Short problem:
Render everything in the material below from the line containing "of the dark" down to its last line as a JSON list of strings, one string per line, with blank lines left out.

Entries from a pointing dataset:
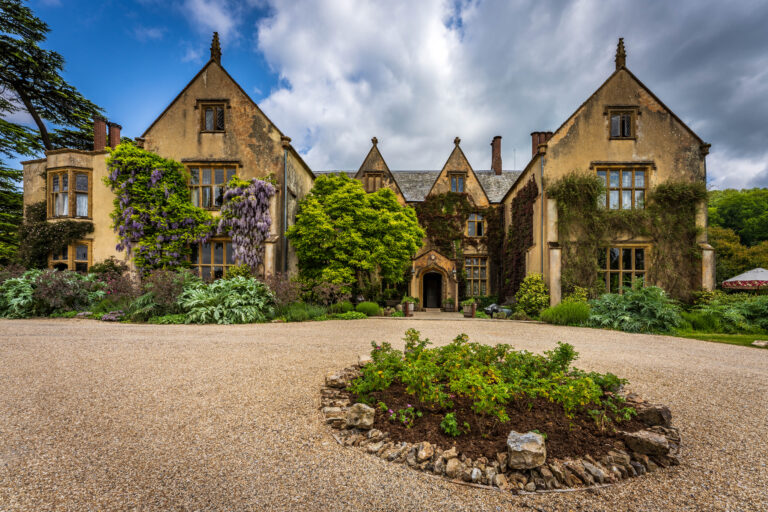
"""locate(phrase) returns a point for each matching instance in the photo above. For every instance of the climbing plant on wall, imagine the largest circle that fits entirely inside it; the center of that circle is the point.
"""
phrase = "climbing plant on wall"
(519, 238)
(154, 217)
(668, 221)
(39, 238)
(444, 218)
(245, 218)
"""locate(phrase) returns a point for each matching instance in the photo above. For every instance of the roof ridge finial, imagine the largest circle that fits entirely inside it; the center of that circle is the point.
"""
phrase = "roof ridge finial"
(216, 48)
(621, 55)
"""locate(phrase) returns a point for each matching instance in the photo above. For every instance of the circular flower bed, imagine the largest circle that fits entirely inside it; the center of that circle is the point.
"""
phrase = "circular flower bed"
(497, 417)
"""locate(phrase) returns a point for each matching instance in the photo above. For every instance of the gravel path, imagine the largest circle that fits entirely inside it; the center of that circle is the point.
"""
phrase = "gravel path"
(97, 416)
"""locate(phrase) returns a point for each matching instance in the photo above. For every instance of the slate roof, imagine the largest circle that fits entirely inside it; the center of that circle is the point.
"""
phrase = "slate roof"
(415, 185)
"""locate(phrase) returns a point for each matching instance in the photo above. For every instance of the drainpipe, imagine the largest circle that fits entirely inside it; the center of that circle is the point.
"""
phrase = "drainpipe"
(284, 241)
(541, 206)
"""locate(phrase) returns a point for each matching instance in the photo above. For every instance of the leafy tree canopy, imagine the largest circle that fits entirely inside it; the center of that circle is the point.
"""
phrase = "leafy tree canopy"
(743, 211)
(31, 81)
(344, 235)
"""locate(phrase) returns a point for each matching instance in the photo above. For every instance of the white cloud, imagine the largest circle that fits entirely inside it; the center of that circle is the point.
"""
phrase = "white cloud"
(144, 34)
(416, 74)
(208, 16)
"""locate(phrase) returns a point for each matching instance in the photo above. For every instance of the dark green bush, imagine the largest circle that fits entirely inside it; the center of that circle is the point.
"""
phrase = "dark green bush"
(566, 313)
(369, 308)
(638, 309)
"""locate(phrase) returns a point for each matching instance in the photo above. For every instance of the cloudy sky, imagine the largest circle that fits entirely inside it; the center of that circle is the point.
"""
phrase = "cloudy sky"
(332, 74)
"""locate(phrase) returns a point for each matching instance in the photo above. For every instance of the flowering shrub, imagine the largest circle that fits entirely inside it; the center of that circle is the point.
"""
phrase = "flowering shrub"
(245, 218)
(532, 296)
(154, 218)
(489, 377)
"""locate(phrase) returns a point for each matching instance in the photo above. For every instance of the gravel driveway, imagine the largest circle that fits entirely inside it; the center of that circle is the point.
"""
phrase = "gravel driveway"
(98, 416)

Solution below:
[
  "\"\"\"locate(phrase) returns a point for each matching instance in the photo above. For every instance of the dark green bush, imagine the largest circle that fits entirely inside it; the center of that circle is the point.",
  "\"\"\"",
  "phrase = \"dark green bush\"",
  "(566, 313)",
  "(369, 308)",
  "(638, 309)",
  "\"\"\"locate(phrase) returns a point for each matching instance in the photo above. For every instance of the cloudy sky, imagine the largest circle that fits entirely inside it; the center of that circle is the point.",
  "\"\"\"",
  "phrase = \"cloudy sky\"",
  "(332, 74)",
  "\"\"\"locate(phrase) returns a point for each matching instance in the photo above. For every instance of the flowering shrub, imagine the largest circle that fits entirely inside it; the center of that circle is the point.",
  "\"\"\"",
  "phrase = \"flowering shrub\"",
  "(245, 218)",
  "(532, 296)",
  "(154, 218)",
  "(489, 377)",
  "\"\"\"locate(phrase) returns a point for each matching instance in the photo above. For every instance of the gravel driveway, imagine the largest circle that fits entirely inside it; the center of that circle is the point.",
  "\"\"\"",
  "phrase = \"gravel driveway\"",
  "(98, 416)"
]